---------- INFORMATION SUPPLIED ----------

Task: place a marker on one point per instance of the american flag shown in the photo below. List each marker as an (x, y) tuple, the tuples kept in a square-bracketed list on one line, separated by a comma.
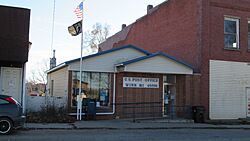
[(78, 10)]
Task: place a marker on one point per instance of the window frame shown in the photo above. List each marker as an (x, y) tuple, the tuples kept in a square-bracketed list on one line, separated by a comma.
[(237, 20)]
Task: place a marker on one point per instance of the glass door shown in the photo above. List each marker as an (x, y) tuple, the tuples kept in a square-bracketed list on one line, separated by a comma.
[(169, 95)]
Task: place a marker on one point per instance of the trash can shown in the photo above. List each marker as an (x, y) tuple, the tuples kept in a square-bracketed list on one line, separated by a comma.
[(198, 114), (91, 109)]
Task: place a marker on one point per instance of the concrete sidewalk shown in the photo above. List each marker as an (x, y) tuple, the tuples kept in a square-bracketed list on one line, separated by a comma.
[(129, 124)]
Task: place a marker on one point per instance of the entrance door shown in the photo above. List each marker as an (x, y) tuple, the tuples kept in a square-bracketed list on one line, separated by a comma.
[(248, 101), (169, 100), (11, 82), (166, 100)]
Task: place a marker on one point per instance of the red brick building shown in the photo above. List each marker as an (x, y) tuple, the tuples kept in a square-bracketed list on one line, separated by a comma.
[(211, 35)]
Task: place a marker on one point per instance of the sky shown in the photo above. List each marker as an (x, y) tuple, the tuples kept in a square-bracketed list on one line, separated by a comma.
[(111, 12)]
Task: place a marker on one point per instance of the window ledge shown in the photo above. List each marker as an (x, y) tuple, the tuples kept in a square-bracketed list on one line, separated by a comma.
[(233, 49)]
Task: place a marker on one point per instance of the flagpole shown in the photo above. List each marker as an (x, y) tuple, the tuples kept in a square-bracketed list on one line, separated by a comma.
[(80, 90)]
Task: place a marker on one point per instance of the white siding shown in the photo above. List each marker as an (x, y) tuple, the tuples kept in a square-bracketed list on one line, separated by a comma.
[(106, 62), (158, 64), (228, 82), (60, 78)]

----------

WHAT TO WORK ON: Rewrite the lines of the listing from the line with "the window ledge" through the line with "[(233, 49)]" as a numbered list, including both of those lines and skipping any blank lines.

EXERCISE RESULT:
1. Task: place a marker on one point per instance of the window ledge shown in the photo above. List each marker as an (x, y) tuple, the tuples kept in a square-bracketed list on one line, separated by a comma.
2. [(233, 49)]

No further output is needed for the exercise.